# Brano citato:
▽

“Tutto chiede salvezza. Come vivere se tutto bruciasse nel niente” è il titolo dell’incontro che Arcipelago Napoli ha tenuto venerdì 9 aprile con due ospiti importanti, il premio Strega Daniele Mencarelli e il direttore del carcere minorile di Nisida Gianluca Guida.
I due ospiti si presentano. Due esperienze apparentemente diverse ma nella sostanza unite da una medesima visione delle cose. Alla giovinezza turbolenta e dolorosa di Daniele, a fronte della quale capisce che ognuno ha un destino e che si paga nella vita anche una sola serata vissuta a 20 anni, fa da contrappunto la vita “normale” di Gianluca, una giovinezza vissuta nei valori della fede cattolica. Gianluca si definisce non solo lavoratore, ma padre, marito, amico.
“Un uomo che contempla i limiti della propria esistenza non è malato, è semplicemente vivo”. La scienza ha oltrepassato i propri confini epistemologici e si è posta come arbitro del bene e del male, giudice in terra di ciò che è normale e di ciò che non lo è. Come ha fatto Daniele a non lasciarsi determinare da una diagnosi che catalogava la sua disperata domanda di significato come sintomo di una patologia?

△

# Consegna operativa:
Prosegui il brano sull'incontro con Mencarelli e Guida, scrivendo il seguito a partire dalla frase successiva all'ultima riportata. Le voci che seguono sono materiale a sé, distinto dal brano sull'incontro con Mencarelli e Guida.

# Dati da esaminare:

▽

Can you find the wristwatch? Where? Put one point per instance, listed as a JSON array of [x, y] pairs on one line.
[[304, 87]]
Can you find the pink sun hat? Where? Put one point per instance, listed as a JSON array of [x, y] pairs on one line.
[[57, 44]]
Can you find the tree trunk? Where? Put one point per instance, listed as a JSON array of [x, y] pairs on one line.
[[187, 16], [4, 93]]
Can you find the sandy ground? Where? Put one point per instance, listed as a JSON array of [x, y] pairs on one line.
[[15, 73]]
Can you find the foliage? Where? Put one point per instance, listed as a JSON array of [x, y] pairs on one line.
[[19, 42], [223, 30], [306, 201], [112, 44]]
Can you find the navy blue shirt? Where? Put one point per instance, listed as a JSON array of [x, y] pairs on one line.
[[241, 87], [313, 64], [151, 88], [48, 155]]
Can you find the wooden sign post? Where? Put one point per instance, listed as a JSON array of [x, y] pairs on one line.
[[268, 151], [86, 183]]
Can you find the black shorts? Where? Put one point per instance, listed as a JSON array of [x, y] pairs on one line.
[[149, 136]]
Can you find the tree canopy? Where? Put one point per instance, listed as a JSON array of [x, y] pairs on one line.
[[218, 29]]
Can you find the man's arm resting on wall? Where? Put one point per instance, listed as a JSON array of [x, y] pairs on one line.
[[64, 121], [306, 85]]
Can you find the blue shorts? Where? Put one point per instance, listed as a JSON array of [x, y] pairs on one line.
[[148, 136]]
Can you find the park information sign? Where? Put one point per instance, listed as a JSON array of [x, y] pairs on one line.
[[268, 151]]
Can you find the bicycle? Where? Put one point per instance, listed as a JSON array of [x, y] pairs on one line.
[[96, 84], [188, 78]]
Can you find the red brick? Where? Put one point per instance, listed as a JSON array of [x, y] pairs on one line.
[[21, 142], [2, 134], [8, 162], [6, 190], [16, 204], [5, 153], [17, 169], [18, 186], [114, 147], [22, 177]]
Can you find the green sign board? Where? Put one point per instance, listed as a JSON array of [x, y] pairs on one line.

△

# Esito della consegna:
“La letteratura è stata la mia salvezza” afferma Daniele. “Quella letteratura, quella poesia, che già ai miei tempi, negli anni 90, era lettera morta. La mia generazione non andava in libreria. La funzione della letteratura di rappresentare quel luogo che incrocia e incontra il presente, il quale per questo assume un significato, è stata annullata nella seconda metà del Novecento. Oggi viviamo nell’epoca della sola dimensione scientifica, quale unico perimetro della nostra natura. Prima la realtà era descritta da una pluralità di lingue. Oggi qualcuno crede ancora nella letteratura? Crede ancora che la letteratura possa assolvere il suo naturale compito di offrire una lettura del presente? Che consenta una comprensione della realtà? La letteratura, attenzione, e non la storia della letteratura! Ho avuto la fortuna di conoscere dei poeti che difendevano una parte di me da chi faceva della persona che sono un problema da risolvere. Mi hanno aiutato delle parole che sapevano raccontare di me salvandomi dal rischio di giudicarmi come un caso patologico”.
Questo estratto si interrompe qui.